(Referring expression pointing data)

####################

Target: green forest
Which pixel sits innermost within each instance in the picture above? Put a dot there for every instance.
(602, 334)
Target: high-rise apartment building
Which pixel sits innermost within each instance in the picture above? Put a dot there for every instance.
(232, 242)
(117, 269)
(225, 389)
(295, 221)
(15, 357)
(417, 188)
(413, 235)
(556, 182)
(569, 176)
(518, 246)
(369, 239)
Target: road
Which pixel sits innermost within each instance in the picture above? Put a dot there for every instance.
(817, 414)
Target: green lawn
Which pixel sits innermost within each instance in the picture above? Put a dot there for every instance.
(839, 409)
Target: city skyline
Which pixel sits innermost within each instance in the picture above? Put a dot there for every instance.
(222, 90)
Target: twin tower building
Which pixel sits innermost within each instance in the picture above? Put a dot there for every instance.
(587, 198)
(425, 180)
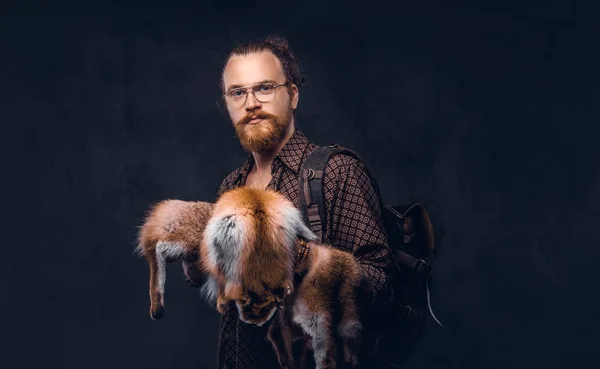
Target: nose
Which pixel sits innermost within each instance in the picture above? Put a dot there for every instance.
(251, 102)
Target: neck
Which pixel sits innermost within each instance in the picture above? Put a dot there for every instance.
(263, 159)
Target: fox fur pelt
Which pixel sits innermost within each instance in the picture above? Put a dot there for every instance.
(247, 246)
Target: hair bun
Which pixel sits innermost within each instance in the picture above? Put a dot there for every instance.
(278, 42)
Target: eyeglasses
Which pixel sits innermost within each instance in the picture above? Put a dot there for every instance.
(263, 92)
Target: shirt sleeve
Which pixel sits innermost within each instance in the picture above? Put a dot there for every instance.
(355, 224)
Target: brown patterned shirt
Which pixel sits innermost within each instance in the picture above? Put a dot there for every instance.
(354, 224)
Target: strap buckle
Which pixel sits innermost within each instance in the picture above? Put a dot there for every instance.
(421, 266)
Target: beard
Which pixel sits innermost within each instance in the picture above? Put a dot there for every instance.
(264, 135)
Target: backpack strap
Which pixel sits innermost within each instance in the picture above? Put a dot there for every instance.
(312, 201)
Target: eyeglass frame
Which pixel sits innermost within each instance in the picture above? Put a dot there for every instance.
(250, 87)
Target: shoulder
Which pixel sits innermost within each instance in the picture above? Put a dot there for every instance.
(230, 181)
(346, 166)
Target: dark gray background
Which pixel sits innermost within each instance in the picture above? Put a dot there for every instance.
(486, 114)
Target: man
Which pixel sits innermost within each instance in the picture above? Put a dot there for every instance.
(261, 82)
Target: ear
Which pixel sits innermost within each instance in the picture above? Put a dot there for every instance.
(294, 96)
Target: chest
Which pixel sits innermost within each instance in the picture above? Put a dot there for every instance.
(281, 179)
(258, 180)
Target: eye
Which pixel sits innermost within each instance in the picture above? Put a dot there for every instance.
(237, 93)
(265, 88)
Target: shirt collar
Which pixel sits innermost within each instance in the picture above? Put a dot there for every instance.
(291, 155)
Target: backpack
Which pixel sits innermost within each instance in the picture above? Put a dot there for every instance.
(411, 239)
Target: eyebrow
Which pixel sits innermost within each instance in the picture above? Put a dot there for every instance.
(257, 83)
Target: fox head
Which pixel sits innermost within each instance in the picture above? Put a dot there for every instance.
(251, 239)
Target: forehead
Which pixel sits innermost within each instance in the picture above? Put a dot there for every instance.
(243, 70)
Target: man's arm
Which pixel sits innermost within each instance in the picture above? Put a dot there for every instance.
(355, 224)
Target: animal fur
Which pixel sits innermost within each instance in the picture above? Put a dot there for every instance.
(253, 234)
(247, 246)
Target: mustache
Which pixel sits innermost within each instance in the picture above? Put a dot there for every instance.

####################

Look through the records and gather every line containing "shirt".

Target: shirt sleeve
Target: brown patterned shirt
Target: shirt collar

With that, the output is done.